Report every line in the listing below that contains the string "blue", copying each one in full.

Entries from a dataset
##########

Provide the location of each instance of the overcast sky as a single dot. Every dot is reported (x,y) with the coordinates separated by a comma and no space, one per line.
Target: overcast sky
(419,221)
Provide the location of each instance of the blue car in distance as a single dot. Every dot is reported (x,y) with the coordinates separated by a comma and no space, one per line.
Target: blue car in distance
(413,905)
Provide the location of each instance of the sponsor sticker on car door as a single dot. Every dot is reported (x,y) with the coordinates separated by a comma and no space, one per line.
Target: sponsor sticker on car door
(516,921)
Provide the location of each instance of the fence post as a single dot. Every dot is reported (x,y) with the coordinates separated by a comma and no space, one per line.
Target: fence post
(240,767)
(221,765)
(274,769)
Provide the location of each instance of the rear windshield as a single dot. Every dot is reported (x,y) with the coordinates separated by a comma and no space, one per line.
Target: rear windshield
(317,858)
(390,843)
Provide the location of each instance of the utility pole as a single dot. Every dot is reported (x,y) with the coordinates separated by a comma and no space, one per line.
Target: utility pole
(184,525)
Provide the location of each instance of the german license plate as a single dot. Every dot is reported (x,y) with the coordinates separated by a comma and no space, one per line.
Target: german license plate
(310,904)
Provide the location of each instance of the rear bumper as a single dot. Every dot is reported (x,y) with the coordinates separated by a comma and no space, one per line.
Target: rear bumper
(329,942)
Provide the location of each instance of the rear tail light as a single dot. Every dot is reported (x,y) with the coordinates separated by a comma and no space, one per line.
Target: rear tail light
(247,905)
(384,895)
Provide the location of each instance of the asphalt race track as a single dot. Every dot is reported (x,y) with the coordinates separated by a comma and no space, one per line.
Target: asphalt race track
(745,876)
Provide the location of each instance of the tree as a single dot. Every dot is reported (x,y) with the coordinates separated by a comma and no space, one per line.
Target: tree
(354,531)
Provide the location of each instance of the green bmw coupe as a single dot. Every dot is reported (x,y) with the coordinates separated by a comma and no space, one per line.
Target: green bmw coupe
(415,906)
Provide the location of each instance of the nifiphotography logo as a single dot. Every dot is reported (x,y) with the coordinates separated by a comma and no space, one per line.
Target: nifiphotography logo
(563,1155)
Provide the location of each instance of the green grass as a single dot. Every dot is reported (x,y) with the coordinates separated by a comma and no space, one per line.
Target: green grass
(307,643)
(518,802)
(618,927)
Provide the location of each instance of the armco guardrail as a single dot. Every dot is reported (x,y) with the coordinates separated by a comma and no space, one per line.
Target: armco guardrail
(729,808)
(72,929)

##########

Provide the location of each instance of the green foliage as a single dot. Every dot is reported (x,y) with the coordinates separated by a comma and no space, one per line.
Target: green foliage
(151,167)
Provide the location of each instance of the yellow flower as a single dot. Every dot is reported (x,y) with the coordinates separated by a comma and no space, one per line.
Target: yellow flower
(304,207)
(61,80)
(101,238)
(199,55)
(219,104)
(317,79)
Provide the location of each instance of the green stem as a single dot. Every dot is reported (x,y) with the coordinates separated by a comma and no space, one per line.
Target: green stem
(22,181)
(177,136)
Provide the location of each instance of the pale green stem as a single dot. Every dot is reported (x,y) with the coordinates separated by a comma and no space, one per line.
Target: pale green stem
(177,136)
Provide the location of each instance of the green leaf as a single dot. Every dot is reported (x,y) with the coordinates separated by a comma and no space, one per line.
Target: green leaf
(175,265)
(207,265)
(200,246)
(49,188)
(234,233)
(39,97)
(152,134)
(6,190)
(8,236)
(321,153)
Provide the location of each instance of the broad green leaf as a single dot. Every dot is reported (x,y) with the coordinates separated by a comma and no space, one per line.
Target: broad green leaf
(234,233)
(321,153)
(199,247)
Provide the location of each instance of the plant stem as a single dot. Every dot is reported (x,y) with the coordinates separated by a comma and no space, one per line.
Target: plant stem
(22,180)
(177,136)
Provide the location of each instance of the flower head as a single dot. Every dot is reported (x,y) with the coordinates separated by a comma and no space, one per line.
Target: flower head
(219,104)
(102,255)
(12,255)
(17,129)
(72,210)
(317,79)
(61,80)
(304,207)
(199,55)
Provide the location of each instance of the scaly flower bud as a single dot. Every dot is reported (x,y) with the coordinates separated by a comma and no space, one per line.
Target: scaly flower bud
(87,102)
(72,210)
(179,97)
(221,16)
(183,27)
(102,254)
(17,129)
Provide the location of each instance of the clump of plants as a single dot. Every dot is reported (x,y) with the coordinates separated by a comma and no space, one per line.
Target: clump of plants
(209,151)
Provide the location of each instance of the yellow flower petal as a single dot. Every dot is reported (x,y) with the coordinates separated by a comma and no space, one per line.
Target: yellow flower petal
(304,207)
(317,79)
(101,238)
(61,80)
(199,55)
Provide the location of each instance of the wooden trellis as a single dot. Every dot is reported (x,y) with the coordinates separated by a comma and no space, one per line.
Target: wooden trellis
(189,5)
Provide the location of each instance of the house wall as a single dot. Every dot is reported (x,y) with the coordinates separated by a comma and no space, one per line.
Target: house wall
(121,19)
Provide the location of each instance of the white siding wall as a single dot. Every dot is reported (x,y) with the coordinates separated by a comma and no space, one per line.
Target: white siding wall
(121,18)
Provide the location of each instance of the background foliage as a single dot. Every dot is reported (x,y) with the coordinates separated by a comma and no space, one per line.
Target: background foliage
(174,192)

##########

EXPECTED ANSWER:
Provide the location of each instance of the blue car in distance as a single dot. Every dot is reported (x,y) with the coordinates separated by a comma and no space, one per line.
Target: blue car in distance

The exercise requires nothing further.